◆ PROMPT
Identify the line that contains "One point for each instance of the paved" in the material. Output it and every line after it, unchanged, through the end.

◆ DATASET EXTRACT
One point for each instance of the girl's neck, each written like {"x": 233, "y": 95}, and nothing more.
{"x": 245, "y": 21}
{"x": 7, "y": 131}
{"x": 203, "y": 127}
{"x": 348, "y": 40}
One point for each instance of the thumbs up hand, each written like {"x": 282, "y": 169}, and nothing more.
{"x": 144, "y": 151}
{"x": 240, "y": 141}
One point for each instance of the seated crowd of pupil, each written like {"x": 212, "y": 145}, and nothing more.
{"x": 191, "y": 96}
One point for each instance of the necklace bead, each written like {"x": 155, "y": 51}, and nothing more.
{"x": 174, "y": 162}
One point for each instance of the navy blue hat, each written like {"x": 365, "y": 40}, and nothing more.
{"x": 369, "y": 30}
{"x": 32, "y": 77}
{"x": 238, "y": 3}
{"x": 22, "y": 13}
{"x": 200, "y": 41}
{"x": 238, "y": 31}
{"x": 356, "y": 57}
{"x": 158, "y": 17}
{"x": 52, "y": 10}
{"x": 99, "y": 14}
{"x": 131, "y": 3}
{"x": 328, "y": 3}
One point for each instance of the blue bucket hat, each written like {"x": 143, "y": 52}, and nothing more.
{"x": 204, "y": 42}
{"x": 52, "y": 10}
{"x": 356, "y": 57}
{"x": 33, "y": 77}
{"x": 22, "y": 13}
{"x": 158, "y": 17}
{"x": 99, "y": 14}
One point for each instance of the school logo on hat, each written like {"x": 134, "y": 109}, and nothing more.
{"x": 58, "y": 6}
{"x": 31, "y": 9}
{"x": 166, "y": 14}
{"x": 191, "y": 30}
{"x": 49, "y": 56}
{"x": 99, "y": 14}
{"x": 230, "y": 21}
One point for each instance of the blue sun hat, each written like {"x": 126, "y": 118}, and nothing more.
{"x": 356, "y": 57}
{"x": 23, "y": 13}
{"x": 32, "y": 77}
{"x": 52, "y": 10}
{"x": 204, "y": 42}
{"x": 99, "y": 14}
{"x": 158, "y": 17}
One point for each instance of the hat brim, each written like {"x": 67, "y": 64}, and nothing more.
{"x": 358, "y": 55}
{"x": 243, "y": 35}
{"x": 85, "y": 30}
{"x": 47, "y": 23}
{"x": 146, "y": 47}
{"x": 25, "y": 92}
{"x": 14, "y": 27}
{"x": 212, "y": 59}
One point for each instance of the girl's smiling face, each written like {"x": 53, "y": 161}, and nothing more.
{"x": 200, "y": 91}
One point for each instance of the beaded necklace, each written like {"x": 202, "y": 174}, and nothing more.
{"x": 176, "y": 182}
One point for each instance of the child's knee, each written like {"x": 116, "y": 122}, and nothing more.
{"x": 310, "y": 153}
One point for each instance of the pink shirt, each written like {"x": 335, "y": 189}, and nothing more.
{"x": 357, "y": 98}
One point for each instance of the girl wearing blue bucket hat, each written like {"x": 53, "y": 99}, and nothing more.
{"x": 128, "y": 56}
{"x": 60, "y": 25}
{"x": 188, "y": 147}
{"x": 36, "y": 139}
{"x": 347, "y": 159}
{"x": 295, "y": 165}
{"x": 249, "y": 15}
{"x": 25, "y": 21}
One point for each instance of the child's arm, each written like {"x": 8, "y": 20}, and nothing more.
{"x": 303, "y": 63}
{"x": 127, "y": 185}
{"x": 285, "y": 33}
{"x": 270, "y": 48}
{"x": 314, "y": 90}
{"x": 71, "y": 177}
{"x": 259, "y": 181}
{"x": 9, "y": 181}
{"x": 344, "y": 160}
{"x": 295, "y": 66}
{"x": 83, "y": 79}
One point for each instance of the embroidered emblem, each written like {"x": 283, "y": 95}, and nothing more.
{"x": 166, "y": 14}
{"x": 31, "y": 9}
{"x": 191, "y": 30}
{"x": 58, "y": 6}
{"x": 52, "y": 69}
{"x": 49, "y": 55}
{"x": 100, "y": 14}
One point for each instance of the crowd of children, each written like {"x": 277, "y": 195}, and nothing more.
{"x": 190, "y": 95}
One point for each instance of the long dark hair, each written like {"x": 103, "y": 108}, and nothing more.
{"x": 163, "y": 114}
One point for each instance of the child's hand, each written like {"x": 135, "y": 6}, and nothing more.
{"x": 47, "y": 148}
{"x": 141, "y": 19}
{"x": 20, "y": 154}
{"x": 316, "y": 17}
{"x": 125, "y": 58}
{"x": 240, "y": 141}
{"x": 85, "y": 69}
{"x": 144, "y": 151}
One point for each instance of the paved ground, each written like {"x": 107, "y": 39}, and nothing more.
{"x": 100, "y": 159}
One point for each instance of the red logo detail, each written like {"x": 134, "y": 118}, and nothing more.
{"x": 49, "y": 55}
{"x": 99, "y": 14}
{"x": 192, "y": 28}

◆ RESPONSE FOR THIS EXERCISE
One point for each instance of the paved ground, each written like {"x": 107, "y": 39}, and nothing more.
{"x": 100, "y": 159}
One point for each instance of the red logo detail, each written like {"x": 134, "y": 118}, and nothing more.
{"x": 49, "y": 55}
{"x": 99, "y": 14}
{"x": 192, "y": 28}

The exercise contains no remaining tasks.